Count the lines in the entries below that contain the string "sunflower". Reply with that number alone.

(Dataset entries on object locations)
☆ ☆ ☆ ☆

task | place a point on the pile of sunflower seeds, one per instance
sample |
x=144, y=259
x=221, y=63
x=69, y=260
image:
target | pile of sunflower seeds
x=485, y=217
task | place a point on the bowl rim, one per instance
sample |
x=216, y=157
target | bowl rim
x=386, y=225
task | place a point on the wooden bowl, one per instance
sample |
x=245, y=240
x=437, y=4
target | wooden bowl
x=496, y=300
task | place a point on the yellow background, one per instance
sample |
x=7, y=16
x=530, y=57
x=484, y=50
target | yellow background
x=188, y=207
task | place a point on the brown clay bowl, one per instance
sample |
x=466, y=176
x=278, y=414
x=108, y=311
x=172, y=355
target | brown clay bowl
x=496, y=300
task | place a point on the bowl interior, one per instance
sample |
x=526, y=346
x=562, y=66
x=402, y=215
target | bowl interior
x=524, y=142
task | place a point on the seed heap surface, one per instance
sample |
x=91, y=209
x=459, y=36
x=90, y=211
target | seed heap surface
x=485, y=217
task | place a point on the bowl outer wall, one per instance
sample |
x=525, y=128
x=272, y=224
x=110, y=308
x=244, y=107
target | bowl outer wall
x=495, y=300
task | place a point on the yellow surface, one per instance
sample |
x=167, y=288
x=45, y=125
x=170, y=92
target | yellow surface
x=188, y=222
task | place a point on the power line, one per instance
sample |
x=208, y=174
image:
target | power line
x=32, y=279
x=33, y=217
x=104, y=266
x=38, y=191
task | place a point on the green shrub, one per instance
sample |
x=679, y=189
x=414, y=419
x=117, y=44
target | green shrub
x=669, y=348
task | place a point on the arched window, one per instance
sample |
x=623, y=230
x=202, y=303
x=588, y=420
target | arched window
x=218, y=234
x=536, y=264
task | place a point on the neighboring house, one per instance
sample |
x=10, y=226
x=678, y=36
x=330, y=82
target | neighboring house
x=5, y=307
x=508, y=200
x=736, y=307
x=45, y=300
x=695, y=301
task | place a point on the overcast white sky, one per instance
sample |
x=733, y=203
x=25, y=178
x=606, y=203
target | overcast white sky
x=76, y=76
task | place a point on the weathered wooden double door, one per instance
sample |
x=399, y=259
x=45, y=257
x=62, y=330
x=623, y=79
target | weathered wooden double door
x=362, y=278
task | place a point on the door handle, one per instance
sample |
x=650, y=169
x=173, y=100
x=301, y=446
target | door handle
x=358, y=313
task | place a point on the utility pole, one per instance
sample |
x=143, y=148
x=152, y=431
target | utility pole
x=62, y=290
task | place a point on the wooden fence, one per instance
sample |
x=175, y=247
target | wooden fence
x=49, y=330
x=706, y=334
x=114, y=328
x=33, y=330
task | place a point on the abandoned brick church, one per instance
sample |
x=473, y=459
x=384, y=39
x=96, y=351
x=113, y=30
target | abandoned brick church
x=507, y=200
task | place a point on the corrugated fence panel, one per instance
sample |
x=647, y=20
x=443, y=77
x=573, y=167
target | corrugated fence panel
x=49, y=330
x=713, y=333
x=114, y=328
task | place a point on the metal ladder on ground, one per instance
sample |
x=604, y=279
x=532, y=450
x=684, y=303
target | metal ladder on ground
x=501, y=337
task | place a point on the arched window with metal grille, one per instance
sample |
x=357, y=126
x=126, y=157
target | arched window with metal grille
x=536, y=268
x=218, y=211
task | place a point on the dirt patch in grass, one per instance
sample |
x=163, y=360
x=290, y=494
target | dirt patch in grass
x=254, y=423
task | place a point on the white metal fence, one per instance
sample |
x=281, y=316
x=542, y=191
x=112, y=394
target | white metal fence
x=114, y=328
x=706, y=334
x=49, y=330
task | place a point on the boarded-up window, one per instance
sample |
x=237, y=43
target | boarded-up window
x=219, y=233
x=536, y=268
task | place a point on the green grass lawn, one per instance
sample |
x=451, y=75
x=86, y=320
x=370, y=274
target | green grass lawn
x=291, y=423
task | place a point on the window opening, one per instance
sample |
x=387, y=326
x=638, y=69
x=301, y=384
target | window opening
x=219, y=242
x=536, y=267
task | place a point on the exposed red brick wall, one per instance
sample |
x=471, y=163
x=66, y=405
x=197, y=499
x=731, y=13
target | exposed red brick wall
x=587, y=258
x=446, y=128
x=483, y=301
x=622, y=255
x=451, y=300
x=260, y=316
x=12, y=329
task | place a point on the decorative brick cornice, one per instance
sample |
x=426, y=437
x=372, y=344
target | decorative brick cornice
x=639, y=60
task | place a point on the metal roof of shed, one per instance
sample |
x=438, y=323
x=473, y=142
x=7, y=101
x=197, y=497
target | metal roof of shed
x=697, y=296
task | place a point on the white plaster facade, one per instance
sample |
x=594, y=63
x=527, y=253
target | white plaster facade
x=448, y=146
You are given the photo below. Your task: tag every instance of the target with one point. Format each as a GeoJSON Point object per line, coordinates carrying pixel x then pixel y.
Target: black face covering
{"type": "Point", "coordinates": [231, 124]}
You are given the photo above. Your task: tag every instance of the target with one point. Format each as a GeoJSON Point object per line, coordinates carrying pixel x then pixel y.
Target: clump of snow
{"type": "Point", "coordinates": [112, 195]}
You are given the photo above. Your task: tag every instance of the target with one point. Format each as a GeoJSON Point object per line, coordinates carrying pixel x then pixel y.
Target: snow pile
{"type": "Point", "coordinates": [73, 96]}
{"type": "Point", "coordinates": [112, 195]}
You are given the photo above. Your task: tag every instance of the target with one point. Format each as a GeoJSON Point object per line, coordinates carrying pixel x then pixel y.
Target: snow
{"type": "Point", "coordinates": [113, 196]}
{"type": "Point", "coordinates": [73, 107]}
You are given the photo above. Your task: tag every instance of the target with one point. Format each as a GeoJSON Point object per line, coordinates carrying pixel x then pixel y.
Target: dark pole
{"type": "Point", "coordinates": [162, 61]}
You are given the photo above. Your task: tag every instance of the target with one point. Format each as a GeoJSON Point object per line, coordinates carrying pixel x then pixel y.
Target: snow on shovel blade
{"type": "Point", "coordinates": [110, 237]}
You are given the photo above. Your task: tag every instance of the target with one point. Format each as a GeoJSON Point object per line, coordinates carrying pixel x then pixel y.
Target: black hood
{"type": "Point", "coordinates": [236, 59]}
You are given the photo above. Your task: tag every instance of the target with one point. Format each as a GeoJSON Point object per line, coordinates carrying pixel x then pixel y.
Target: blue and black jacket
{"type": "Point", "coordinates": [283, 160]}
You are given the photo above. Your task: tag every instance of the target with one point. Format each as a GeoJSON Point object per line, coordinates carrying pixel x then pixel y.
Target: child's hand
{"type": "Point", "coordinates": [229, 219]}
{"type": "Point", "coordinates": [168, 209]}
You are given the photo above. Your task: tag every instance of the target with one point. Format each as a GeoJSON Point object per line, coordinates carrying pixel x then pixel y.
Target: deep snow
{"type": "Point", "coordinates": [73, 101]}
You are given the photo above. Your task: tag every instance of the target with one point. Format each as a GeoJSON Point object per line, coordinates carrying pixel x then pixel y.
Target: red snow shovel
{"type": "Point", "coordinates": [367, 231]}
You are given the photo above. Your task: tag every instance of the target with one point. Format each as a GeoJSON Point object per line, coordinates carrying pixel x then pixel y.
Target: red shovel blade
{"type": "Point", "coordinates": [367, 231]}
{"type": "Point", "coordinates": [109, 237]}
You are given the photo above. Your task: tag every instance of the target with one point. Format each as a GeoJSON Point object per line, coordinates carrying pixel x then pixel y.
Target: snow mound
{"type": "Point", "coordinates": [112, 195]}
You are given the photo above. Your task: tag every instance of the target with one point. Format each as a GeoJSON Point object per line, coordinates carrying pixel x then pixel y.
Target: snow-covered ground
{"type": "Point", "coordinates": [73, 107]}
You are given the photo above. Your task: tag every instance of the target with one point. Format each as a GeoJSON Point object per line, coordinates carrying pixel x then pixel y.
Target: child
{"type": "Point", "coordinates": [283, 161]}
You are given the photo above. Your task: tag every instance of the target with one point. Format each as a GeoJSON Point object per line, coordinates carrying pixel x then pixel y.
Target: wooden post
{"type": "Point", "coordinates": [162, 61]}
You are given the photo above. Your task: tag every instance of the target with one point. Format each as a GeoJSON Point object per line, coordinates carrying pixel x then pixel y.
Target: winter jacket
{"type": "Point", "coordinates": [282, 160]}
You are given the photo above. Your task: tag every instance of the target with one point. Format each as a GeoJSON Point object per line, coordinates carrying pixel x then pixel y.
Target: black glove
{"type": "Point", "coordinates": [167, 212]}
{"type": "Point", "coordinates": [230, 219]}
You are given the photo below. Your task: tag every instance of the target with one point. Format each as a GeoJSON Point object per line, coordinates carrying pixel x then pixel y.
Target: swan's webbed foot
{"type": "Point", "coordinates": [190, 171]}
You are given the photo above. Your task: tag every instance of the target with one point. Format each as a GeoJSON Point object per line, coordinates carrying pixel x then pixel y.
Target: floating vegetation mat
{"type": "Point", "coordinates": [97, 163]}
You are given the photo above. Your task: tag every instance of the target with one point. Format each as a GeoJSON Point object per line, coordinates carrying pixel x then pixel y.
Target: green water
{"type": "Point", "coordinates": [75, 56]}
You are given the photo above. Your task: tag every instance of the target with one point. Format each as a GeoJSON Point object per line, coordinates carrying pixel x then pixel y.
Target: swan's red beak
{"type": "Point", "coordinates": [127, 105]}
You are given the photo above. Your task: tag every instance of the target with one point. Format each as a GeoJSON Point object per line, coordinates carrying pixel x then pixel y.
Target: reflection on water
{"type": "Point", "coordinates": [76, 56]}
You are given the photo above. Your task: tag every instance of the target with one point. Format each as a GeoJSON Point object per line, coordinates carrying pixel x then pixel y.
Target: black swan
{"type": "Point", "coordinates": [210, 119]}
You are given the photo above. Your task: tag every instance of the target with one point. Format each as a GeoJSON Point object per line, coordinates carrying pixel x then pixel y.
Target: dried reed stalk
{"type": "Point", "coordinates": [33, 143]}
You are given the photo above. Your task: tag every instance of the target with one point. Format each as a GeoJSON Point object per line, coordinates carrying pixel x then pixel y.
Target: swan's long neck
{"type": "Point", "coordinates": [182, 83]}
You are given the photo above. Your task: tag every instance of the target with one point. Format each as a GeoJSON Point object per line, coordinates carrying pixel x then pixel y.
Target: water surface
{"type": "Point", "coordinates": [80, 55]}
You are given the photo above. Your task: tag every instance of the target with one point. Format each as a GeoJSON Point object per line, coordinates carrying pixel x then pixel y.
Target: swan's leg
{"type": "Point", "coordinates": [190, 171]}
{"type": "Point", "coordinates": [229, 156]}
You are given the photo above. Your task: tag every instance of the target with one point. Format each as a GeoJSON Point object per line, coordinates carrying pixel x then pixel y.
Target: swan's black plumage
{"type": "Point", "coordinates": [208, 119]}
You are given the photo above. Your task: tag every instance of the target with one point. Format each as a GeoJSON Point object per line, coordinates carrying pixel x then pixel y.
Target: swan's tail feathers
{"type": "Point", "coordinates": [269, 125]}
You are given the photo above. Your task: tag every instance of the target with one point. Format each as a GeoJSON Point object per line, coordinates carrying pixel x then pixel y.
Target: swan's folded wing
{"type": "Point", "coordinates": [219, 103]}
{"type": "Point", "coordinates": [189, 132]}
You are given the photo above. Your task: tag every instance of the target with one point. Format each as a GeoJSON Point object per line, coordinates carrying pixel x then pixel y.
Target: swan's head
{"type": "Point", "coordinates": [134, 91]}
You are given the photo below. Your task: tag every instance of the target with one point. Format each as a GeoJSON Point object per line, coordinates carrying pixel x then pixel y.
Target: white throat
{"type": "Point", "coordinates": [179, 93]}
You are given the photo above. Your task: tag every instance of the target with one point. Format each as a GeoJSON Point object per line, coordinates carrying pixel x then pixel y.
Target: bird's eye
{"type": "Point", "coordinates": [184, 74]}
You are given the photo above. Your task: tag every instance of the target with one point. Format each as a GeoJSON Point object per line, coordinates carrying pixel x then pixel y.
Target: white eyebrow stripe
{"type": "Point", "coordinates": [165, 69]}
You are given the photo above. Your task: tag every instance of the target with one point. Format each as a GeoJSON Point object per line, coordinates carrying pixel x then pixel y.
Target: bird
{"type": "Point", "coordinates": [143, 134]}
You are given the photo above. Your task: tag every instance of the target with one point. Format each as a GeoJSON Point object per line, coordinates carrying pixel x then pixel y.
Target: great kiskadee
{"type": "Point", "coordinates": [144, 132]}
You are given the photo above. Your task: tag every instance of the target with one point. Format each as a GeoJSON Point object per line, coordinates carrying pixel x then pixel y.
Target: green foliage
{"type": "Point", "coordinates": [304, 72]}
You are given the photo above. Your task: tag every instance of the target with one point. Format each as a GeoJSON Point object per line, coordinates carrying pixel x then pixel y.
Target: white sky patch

☆ ☆ ☆ ☆

[Correct result]: 2